■ VORLIEGENDER TEXT ■
+++++
Die Diskussion um Einkommens- und Vermögensungleichheit, Armut und öffentliche Schulden wird in Deutschland seit Thomas Pikettys „Kapital im 21. Jahrhundert“ (2014a) breit geführt, weshalb die folgenden Ausführungen auf das Nötigste beschränkt sein können.

4.1 Wohlstandsgefälle und Armut

Zunächst muss unterschieden werden zwischen (Markt-)Einkommensund Vermögensungleichheit, was gerade für Deutschland sehr wichtig ist. Zum einen greift es alte Themen in neuem Gewand auf – etwa das Verhältnis zwischen Arbeit und Kapital, das Mitte des 19. Jahrhunderts unter dem Stichwort „die soziale Frage“ am Anfang der Katholischen Soziallehre stand. Zum Zweiten verdeutlicht es, dass „Vermögen“ eben nicht nur irgendetwas monetär Messbares ist, sondern darüber hinaus bezeichnet, dass sein Inhaber etwas „vermag“, ohne dass andere ihm ein Gegengewicht entgegensetzen könnten. Dies soll erläutert werden.
+++++
■ AUFGABENSTELLUNG A ■
Gib die Einträge als nummerierte Liste ohne Leerzeilen aus. Beginne bei der Zeile mit „Would you mind spotting the club“ und höre nach der Zeile mit „<point>277,271</point>“ auf.
Der Text und die Einträge stammen aus verschiedenen Quellen.

■ AUSZÜGE AUS DATENSÄTZEN ■
+++++
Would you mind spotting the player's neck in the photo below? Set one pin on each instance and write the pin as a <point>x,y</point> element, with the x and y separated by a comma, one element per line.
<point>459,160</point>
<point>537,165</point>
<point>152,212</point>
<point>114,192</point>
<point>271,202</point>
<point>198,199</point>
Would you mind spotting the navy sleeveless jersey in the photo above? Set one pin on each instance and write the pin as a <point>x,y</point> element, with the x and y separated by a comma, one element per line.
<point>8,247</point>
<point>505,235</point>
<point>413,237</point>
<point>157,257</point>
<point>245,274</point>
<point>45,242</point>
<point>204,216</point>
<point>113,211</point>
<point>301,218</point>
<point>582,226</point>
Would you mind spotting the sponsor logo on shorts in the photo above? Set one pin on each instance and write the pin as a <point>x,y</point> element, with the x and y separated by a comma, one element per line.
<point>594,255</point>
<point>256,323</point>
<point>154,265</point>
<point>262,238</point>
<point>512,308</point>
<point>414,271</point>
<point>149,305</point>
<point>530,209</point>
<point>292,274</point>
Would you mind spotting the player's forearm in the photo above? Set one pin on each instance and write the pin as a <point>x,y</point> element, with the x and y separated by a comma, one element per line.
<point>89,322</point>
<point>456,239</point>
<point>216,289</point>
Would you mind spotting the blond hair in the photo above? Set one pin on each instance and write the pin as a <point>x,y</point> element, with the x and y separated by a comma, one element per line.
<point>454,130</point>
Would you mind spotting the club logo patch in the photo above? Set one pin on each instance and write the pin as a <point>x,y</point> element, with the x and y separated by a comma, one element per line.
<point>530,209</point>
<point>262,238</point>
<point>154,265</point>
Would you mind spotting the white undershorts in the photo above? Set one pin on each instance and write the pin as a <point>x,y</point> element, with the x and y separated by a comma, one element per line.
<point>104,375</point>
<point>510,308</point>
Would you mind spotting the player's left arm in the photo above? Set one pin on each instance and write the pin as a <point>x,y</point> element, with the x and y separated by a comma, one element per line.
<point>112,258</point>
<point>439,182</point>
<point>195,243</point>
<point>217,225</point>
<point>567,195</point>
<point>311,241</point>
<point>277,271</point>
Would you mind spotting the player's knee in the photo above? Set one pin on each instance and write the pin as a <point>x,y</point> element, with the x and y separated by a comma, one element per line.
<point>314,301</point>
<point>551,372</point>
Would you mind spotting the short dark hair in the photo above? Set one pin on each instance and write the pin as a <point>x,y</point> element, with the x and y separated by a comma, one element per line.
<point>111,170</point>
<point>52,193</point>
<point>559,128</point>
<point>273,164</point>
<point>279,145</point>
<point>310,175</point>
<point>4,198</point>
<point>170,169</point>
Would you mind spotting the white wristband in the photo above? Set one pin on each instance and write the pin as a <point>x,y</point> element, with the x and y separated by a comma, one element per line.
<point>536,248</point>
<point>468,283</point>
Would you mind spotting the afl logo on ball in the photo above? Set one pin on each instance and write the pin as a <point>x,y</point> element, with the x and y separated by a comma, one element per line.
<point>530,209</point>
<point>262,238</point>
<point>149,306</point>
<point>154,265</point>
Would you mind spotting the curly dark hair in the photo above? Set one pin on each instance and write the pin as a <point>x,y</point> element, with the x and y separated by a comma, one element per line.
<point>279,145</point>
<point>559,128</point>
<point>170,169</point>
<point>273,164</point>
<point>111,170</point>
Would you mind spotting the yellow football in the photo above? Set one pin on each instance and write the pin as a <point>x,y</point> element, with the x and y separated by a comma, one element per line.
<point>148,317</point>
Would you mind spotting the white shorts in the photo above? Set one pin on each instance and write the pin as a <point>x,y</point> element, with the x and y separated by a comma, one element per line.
+++++
■ AUFGABENSTELLUNG B ■
Beantworte zum Text über Ungleichheit und Armut folgende Fragen:
(i) Seit welchem Werk wird die Diskussion in Deutschland breit geführt?
(ii) Unter welchem Stichwort stand das Verhältnis zwischen Arbeit und Kapital Mitte des 19. Jahrhunderts am Anfang der Katholischen Soziallehre?
(iii) Wie lautet die Überschrift des Abschnitts 4.1?

■ LÖSUNG A ■
1. Would you mind spotting the club logo patch in the photo above? Set one pin on each instance and write the pin as a <point>x,y</point> element, with the x and y separated by a comma, one element per line.
2. <point>530,209</point>
3. <point>262,238</point>
4. <point>154,265</point>
5. Would you mind spotting the white undershorts in the photo above? Set one pin on each instance and write the pin as a <point>x,y</point> element, with the x and y separated by a comma, one element per line.
6. <point>104,375</point>
7. <point>510,308</point>
8. Would you mind spotting the player's left arm in the photo above? Set one pin on each instance and write the pin as a <point>x,y</point> element, with the x and y separated by a comma, one element per line.
9. <point>112,258</point>
10. <point>439,182</point>
11. <point>195,243</point>
12. <point>217,225</point>
13. <point>567,195</point>
14. <point>311,241</point>
15. <point>277,271</point>

■ LÖSUNG B ■
(i) Seit Thomas Pikettys „Kapital im 21. Jahrhundert“ (2014a).
(ii) Unter dem Stichwort „die soziale Frage“.
(iii) Wohlstandsgefälle und Armut.